| WORKING DATA |
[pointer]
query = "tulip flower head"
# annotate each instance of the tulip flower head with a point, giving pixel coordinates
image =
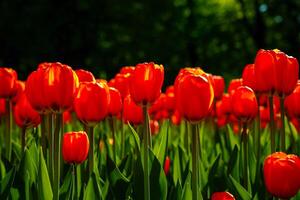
(244, 104)
(75, 147)
(146, 82)
(282, 174)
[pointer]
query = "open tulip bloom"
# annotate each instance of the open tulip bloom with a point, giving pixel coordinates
(66, 134)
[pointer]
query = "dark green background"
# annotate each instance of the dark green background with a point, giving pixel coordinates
(221, 36)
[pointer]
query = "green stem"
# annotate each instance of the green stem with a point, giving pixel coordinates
(51, 143)
(146, 155)
(258, 145)
(272, 124)
(112, 125)
(8, 129)
(122, 137)
(91, 150)
(43, 135)
(74, 180)
(195, 168)
(23, 137)
(282, 135)
(245, 145)
(57, 155)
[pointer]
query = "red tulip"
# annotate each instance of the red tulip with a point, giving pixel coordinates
(249, 76)
(286, 71)
(167, 165)
(132, 113)
(52, 87)
(222, 196)
(194, 96)
(85, 76)
(2, 107)
(146, 82)
(20, 87)
(291, 103)
(154, 126)
(244, 104)
(92, 101)
(25, 116)
(264, 71)
(121, 83)
(8, 81)
(219, 86)
(170, 99)
(233, 85)
(282, 174)
(75, 147)
(127, 69)
(115, 104)
(67, 117)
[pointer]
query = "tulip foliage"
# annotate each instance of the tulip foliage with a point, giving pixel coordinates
(64, 134)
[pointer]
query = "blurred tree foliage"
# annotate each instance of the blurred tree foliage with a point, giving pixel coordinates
(102, 35)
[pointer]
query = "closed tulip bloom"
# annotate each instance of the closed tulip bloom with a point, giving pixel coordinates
(20, 88)
(282, 174)
(146, 82)
(249, 77)
(244, 104)
(2, 107)
(85, 76)
(25, 116)
(219, 86)
(194, 96)
(127, 69)
(8, 81)
(234, 84)
(132, 113)
(222, 196)
(115, 104)
(52, 87)
(91, 102)
(264, 71)
(286, 73)
(75, 147)
(167, 165)
(291, 103)
(121, 83)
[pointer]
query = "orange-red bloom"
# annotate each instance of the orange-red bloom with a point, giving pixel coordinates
(194, 96)
(222, 196)
(132, 113)
(264, 71)
(8, 81)
(244, 104)
(75, 147)
(282, 174)
(146, 82)
(291, 103)
(286, 69)
(85, 76)
(91, 102)
(219, 86)
(25, 116)
(115, 104)
(52, 87)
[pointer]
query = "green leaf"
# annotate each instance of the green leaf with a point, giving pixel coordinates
(136, 136)
(28, 166)
(160, 150)
(240, 189)
(43, 181)
(92, 190)
(6, 183)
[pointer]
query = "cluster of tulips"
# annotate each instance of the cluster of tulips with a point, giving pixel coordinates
(96, 127)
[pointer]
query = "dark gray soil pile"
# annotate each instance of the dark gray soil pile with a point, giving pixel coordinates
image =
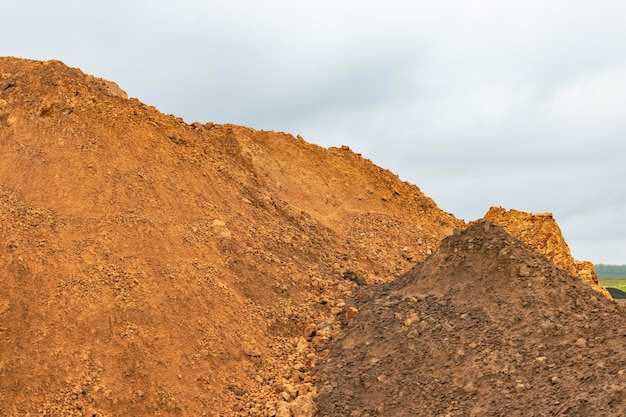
(485, 326)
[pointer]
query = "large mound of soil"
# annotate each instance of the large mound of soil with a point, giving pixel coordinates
(486, 326)
(155, 267)
(542, 233)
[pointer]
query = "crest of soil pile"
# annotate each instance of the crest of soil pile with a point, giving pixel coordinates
(542, 233)
(155, 267)
(486, 326)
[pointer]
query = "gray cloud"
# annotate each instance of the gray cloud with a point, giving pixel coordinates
(479, 103)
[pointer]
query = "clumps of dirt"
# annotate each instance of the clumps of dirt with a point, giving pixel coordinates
(152, 266)
(542, 233)
(485, 326)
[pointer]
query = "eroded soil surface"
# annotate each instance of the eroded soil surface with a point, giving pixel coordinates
(151, 266)
(486, 326)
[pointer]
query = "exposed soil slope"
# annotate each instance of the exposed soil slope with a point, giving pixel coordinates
(153, 267)
(486, 326)
(541, 232)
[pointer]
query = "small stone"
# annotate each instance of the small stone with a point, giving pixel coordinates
(351, 312)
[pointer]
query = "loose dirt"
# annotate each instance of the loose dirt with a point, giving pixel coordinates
(151, 266)
(155, 267)
(485, 326)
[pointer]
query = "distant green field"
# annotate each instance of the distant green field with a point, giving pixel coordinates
(613, 281)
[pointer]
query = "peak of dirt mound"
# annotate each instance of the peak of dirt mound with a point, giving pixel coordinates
(542, 233)
(155, 267)
(484, 326)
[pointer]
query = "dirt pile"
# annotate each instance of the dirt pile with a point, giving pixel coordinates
(155, 267)
(485, 326)
(541, 232)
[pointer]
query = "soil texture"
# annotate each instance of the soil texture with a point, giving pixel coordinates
(486, 326)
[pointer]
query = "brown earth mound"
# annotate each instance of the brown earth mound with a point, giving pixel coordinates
(486, 326)
(153, 267)
(542, 233)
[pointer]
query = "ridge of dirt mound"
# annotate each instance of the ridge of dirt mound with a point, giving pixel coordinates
(542, 233)
(484, 326)
(155, 267)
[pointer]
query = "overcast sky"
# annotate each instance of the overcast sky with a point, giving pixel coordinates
(520, 104)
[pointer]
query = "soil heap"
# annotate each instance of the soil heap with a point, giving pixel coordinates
(542, 233)
(155, 267)
(486, 326)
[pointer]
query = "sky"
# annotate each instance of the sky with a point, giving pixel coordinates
(479, 103)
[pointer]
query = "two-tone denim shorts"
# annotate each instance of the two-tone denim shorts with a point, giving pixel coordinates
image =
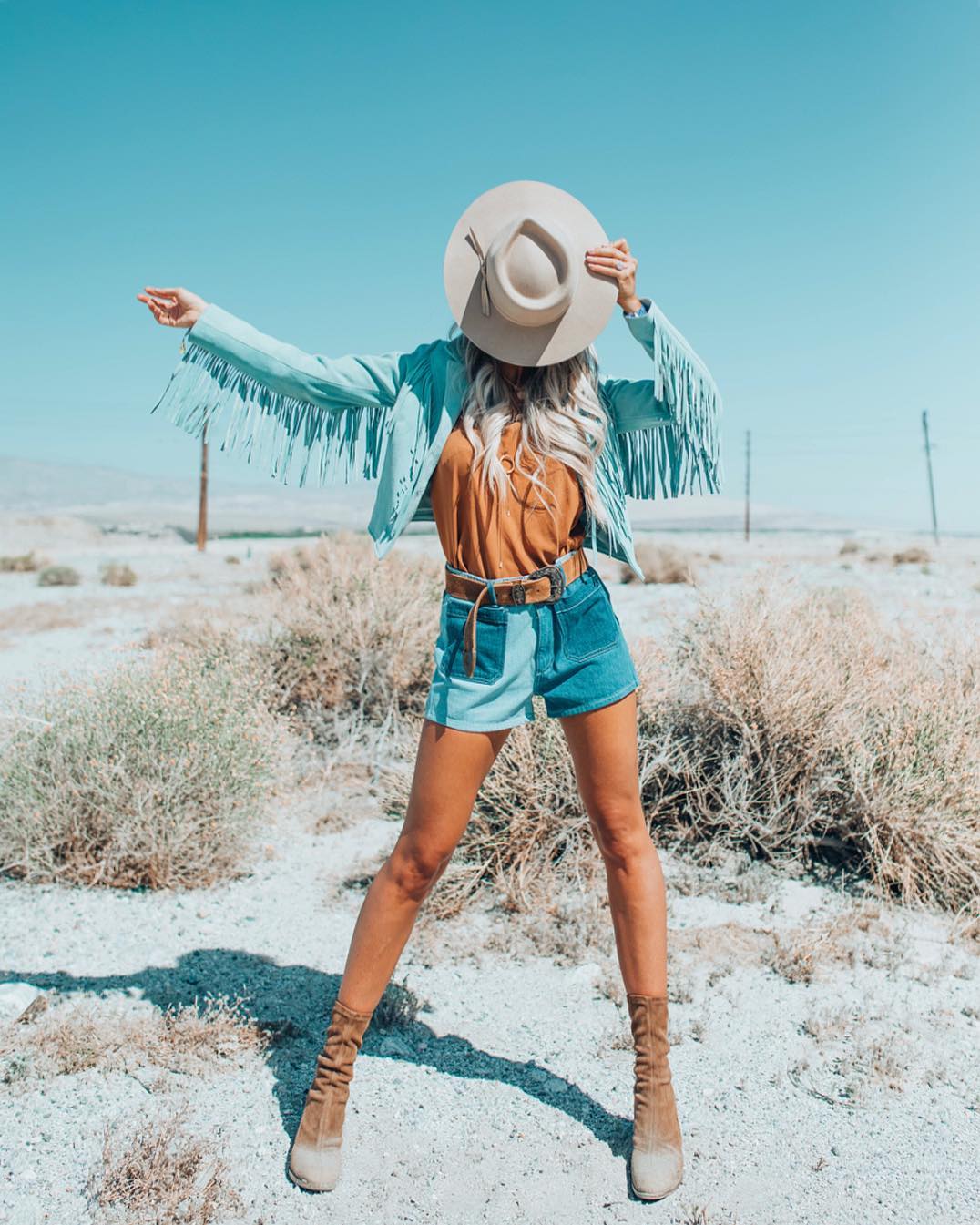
(570, 652)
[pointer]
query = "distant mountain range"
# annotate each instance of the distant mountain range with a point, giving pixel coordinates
(114, 497)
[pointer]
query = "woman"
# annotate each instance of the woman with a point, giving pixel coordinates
(508, 440)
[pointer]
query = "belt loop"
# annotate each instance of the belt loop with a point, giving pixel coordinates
(469, 634)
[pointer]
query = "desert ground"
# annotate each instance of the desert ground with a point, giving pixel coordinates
(824, 1034)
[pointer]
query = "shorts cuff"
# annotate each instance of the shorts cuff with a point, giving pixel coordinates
(593, 706)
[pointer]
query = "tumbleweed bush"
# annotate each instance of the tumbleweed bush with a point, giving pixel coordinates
(152, 774)
(800, 724)
(352, 635)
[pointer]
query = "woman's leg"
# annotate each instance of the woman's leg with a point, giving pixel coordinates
(604, 750)
(450, 767)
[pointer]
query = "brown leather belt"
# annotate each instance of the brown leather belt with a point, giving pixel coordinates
(542, 586)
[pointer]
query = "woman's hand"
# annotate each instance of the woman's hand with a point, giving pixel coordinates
(614, 260)
(173, 308)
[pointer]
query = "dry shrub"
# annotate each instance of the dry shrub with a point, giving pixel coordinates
(22, 564)
(151, 776)
(117, 575)
(799, 725)
(59, 576)
(913, 556)
(189, 1039)
(159, 1174)
(528, 828)
(352, 635)
(660, 564)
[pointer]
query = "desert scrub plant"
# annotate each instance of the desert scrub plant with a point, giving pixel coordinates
(77, 1036)
(152, 776)
(21, 564)
(660, 564)
(352, 635)
(59, 576)
(157, 1171)
(116, 574)
(528, 832)
(915, 555)
(799, 725)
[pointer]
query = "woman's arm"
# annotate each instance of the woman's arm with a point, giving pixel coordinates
(332, 383)
(272, 402)
(668, 425)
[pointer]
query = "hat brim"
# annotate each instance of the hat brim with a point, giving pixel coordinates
(592, 302)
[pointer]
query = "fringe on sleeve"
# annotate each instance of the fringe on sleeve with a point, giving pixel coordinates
(272, 430)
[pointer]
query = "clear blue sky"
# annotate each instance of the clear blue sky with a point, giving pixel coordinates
(799, 181)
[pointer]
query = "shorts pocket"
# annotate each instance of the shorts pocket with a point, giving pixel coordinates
(589, 626)
(492, 641)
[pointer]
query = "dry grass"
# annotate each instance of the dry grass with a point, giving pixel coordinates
(351, 635)
(159, 1174)
(152, 776)
(528, 827)
(59, 576)
(117, 575)
(77, 1036)
(799, 727)
(660, 564)
(913, 556)
(22, 564)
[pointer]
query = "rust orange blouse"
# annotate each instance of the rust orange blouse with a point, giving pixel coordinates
(495, 536)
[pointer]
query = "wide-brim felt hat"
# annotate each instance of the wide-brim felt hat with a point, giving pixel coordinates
(516, 277)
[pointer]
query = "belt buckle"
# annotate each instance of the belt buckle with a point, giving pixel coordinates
(555, 576)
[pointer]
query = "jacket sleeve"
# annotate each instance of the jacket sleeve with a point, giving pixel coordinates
(274, 404)
(668, 426)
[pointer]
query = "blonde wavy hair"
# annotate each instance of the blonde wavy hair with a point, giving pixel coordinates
(561, 418)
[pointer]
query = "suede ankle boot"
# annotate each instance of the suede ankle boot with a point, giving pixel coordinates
(315, 1157)
(656, 1163)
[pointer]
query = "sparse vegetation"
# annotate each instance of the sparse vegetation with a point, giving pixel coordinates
(151, 776)
(913, 556)
(22, 564)
(527, 826)
(59, 576)
(800, 727)
(397, 1008)
(351, 635)
(73, 1036)
(158, 1172)
(117, 575)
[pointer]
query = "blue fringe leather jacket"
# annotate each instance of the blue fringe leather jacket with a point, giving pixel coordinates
(389, 416)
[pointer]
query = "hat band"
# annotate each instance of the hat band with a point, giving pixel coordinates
(497, 288)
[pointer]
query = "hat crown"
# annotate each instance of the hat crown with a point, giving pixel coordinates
(516, 278)
(531, 270)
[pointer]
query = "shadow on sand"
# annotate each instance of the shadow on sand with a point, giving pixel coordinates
(294, 1004)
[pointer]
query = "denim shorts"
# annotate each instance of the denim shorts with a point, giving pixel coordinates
(571, 652)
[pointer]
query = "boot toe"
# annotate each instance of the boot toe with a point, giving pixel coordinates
(315, 1169)
(656, 1172)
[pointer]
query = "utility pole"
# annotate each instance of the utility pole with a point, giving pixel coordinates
(929, 472)
(202, 503)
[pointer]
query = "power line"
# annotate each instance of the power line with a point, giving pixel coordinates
(929, 469)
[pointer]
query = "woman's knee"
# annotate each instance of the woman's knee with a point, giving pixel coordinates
(622, 837)
(413, 869)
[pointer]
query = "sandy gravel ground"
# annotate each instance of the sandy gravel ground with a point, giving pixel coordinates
(849, 1097)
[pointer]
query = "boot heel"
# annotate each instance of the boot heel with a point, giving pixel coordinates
(657, 1159)
(315, 1153)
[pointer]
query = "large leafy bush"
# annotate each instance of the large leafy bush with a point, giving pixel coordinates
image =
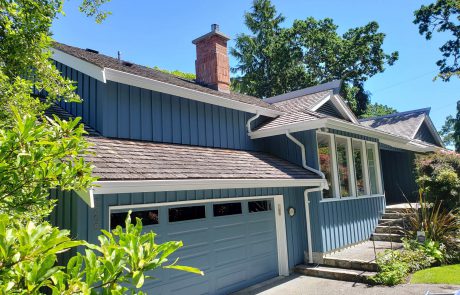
(438, 174)
(28, 255)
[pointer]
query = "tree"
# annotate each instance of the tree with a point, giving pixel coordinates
(274, 59)
(447, 131)
(119, 264)
(37, 154)
(443, 16)
(377, 110)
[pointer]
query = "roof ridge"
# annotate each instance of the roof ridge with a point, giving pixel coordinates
(423, 110)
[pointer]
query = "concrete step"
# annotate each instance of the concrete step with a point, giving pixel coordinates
(391, 229)
(334, 273)
(386, 237)
(386, 222)
(350, 264)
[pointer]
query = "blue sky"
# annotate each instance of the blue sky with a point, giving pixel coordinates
(159, 33)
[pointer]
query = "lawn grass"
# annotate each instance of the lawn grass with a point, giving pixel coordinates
(449, 274)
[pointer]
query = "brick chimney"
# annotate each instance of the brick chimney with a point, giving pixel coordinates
(211, 65)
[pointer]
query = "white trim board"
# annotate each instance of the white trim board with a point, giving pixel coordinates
(80, 65)
(108, 74)
(138, 186)
(280, 221)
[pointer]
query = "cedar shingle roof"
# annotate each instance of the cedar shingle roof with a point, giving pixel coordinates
(134, 160)
(402, 124)
(306, 102)
(105, 61)
(117, 159)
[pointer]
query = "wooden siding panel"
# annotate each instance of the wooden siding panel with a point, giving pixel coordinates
(345, 222)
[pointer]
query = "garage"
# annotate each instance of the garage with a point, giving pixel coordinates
(236, 242)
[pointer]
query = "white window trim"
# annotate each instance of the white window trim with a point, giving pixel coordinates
(351, 169)
(280, 220)
(365, 167)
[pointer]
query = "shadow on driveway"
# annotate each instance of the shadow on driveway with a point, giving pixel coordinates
(300, 285)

| DESCRIPTION OF THE TASK |
How many lines in the listing above contain the string "step"? Treat uppercase and lowercase as different and reply with the number only.

| EXERCISE SOLUTION |
2